● What is needed: In the listing below, locate the line containing "to the concrete" and the line containing "to the boulder". Output both of them and every line between, exactly as written, and nothing more.

──────── Data section

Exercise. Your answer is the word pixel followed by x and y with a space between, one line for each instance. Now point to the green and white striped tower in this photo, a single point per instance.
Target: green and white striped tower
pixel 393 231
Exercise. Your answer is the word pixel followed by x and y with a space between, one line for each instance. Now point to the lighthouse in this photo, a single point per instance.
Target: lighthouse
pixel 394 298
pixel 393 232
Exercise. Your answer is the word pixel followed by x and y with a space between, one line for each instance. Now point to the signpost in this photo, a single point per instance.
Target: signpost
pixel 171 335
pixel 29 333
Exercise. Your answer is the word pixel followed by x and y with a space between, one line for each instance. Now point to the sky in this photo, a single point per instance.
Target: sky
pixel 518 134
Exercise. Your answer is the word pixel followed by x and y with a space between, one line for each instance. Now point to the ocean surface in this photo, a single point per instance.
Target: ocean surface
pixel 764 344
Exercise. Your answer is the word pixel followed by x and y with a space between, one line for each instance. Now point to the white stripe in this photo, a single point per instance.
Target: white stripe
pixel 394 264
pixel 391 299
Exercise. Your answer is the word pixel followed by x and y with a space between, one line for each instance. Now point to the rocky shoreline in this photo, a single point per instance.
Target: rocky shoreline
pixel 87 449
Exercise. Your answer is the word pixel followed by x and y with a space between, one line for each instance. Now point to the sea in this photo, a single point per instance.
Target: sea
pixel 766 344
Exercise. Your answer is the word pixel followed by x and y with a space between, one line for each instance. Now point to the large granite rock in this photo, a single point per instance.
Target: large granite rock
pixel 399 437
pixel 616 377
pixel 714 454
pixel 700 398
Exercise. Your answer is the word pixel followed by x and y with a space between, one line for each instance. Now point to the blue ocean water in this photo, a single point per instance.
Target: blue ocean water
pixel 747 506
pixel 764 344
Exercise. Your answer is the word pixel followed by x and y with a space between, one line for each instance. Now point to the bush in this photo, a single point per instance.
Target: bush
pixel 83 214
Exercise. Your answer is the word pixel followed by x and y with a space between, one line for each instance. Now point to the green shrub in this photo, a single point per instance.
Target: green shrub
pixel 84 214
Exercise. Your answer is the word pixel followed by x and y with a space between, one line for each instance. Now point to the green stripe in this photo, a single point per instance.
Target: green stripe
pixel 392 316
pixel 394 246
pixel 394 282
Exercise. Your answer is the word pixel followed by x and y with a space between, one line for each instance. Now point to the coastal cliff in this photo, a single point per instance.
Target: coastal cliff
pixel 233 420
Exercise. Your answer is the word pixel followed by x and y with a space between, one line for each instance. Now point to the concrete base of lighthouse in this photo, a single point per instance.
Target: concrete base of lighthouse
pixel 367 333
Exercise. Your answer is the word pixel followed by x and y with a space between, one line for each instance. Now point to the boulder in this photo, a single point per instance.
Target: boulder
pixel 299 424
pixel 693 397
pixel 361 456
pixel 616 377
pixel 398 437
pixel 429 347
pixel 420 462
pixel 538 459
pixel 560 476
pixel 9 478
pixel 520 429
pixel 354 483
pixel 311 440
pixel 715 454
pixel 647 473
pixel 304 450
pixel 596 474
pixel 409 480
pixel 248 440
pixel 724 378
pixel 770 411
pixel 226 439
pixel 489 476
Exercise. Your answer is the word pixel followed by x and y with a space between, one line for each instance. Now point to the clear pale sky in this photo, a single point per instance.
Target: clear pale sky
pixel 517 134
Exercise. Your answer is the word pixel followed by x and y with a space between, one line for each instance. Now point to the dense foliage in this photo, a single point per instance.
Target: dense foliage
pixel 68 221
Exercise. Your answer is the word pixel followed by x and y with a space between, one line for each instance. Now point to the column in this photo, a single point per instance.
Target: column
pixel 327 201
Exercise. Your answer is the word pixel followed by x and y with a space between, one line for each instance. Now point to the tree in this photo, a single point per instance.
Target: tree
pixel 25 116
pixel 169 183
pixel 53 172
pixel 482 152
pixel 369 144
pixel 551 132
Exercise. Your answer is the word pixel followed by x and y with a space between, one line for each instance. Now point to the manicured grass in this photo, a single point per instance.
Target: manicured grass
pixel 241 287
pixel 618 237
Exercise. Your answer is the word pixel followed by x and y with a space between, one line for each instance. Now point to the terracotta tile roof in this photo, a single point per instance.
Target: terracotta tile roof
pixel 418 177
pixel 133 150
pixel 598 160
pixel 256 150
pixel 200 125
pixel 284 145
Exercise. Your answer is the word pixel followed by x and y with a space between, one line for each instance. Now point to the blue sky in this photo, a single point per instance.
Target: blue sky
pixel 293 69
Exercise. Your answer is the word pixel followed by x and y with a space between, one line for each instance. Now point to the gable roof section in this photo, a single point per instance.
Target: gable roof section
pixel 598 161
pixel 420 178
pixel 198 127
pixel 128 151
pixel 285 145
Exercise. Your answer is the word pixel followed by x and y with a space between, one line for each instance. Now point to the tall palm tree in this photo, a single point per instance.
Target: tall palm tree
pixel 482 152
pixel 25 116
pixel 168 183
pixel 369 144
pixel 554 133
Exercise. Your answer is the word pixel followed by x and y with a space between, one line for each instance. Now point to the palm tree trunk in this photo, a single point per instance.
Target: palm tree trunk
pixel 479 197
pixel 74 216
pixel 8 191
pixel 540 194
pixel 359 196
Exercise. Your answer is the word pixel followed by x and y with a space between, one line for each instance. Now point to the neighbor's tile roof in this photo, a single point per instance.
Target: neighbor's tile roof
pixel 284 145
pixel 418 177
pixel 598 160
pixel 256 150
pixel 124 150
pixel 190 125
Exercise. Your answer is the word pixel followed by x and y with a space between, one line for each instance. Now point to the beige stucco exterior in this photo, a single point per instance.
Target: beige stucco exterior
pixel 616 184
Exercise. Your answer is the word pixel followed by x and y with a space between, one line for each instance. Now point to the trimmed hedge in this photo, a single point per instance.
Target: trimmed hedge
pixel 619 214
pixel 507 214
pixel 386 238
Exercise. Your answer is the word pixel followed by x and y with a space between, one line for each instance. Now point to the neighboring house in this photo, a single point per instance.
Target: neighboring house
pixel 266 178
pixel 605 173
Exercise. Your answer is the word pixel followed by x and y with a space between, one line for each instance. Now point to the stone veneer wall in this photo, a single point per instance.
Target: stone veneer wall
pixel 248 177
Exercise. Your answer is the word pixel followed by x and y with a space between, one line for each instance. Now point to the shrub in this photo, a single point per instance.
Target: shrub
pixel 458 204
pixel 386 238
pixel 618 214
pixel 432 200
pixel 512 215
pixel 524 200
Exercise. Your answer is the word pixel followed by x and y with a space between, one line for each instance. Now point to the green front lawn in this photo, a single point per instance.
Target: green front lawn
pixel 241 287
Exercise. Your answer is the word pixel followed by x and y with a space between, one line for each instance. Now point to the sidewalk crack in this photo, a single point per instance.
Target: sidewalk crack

────────────────

● Output:
Exercise. Your answer is the word pixel followed by x and y with a space between, one line for each instance. Now point to the concrete base of lighthouse in this photo, a single point per instance.
Target: concrete base of lighthouse
pixel 367 333
Exercise. Your answer is the word pixel followed by x and y with a space between, one line for each instance. Now point to the boulder in this photo, a single point per instance.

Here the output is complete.